Without altering anything, output the material below.

==== Provided records ====

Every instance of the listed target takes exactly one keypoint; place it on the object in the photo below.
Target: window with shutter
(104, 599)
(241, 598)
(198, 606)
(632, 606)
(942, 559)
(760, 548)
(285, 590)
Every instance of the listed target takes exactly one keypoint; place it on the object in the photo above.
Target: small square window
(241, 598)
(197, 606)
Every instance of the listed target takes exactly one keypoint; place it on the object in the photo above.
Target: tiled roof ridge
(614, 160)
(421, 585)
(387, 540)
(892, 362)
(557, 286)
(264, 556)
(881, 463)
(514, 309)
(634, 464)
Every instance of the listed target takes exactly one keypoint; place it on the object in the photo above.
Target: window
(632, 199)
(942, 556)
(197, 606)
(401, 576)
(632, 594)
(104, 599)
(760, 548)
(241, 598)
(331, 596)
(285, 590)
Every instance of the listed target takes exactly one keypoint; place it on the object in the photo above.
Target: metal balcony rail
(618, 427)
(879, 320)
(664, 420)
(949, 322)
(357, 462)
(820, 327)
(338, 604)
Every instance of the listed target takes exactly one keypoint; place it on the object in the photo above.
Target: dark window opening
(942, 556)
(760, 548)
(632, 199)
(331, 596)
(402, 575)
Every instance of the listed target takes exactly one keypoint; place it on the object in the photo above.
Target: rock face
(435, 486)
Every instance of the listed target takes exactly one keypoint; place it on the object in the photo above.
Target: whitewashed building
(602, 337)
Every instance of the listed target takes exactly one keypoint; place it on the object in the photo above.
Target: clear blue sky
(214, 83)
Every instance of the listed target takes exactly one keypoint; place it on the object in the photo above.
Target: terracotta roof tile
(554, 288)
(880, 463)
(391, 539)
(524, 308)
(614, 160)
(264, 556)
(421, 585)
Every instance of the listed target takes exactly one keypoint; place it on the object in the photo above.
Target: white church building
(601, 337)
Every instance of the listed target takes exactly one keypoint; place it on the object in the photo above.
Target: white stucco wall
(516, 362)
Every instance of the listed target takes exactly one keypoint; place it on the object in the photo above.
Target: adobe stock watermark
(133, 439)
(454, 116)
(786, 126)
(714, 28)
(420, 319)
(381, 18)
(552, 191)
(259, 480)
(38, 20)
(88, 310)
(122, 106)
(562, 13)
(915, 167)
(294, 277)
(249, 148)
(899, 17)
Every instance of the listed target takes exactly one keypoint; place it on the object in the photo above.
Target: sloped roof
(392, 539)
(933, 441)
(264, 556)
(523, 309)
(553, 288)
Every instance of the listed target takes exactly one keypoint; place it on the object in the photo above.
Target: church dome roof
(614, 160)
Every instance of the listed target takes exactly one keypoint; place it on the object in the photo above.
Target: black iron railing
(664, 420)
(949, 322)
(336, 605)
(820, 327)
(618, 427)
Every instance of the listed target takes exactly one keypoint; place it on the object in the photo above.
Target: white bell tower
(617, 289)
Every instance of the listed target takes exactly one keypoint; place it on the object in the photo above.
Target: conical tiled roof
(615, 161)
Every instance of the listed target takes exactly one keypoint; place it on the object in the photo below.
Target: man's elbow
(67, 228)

====

Output for this exercise:
Every instance of the listed target takes exactly one keypoint; place it on the object in the photo below.
Target: window with shutter
(104, 599)
(241, 598)
(198, 606)
(632, 606)
(942, 559)
(760, 548)
(285, 590)
Every instance of the listed target takes exactly one keypoint; place it on the object in the photo above.
Target: small square window
(241, 598)
(197, 606)
Every instance of the listed target takes exactly one keypoint; place it on the object in the photo above.
Target: tiled roof ridge
(614, 160)
(421, 585)
(387, 540)
(892, 362)
(557, 286)
(264, 556)
(881, 463)
(514, 309)
(634, 464)
Every instance of the listed target takes exactly one keypoint; place it on the object in the photo above.
Target: window
(632, 199)
(942, 556)
(197, 606)
(401, 576)
(632, 594)
(104, 599)
(760, 548)
(241, 598)
(331, 596)
(285, 590)
Every instance of the listed target takes exactly one keypoint; place it on the object in the photo above.
Target: metal balcony rail
(618, 427)
(879, 320)
(664, 420)
(949, 322)
(357, 462)
(820, 327)
(338, 604)
Every instance of the listed target takes exactly one keypoint; place it on the object in the photo above.
Target: dark window opening
(942, 556)
(760, 548)
(632, 199)
(331, 596)
(402, 575)
Every instance of the listed target takes exactly one keypoint; place it on the object in the photo above.
Target: rock face
(435, 486)
Every instance of the listed target takes exactly one keypoint; place it on the object in the photo above.
Target: whitewashed building
(602, 337)
Every instance of the listed target takes exactly one keypoint; place it on the object in the photo above.
Target: clear blue sky
(214, 83)
Every instance of the listed target takes exactly one keypoint; place it on the object in the photo above.
Target: terracotta roof tile
(554, 288)
(880, 463)
(391, 539)
(524, 308)
(614, 160)
(264, 556)
(421, 585)
Every instance of the listed target takes exactly one keypoint; place it on the object in the photo above.
Target: white church building
(601, 337)
Every instance of the listed target takes exactly one keypoint; place it on the object in the photo above.
Target: white stucco wall
(516, 362)
Every instance of the listed target takes exactly one keypoint; place it on the object in the photo above.
Target: adobe stock watermark
(133, 439)
(454, 116)
(786, 126)
(714, 28)
(420, 319)
(381, 18)
(552, 191)
(259, 480)
(38, 20)
(88, 310)
(122, 106)
(562, 13)
(915, 167)
(294, 277)
(249, 148)
(899, 17)
Every instance of the listed target takes exactly one keypoint; place it on the object in the photo above.
Target: sloped roof
(392, 539)
(933, 441)
(264, 556)
(523, 309)
(553, 288)
Every instance of the listed target takes exactly one keypoint; place it on the object in the photo above.
Target: church dome roof
(614, 160)
Every instance of the listed target takes exactly one keypoint; place it on the object in the photo above.
Target: black iron railing
(664, 420)
(949, 322)
(336, 605)
(820, 327)
(618, 427)
Every instance of the listed target takes exactly one keypoint; place it on the object in the photo above.
Target: white bell tower
(617, 289)
Every instance of the listed target takes exactly one keypoint; place it on the object in the photo above.
Target: conical tiled roof
(615, 161)
Every instance of the listed target takes exactly one keypoint; place it on the object in the photo below.
Target: man's elbow
(67, 228)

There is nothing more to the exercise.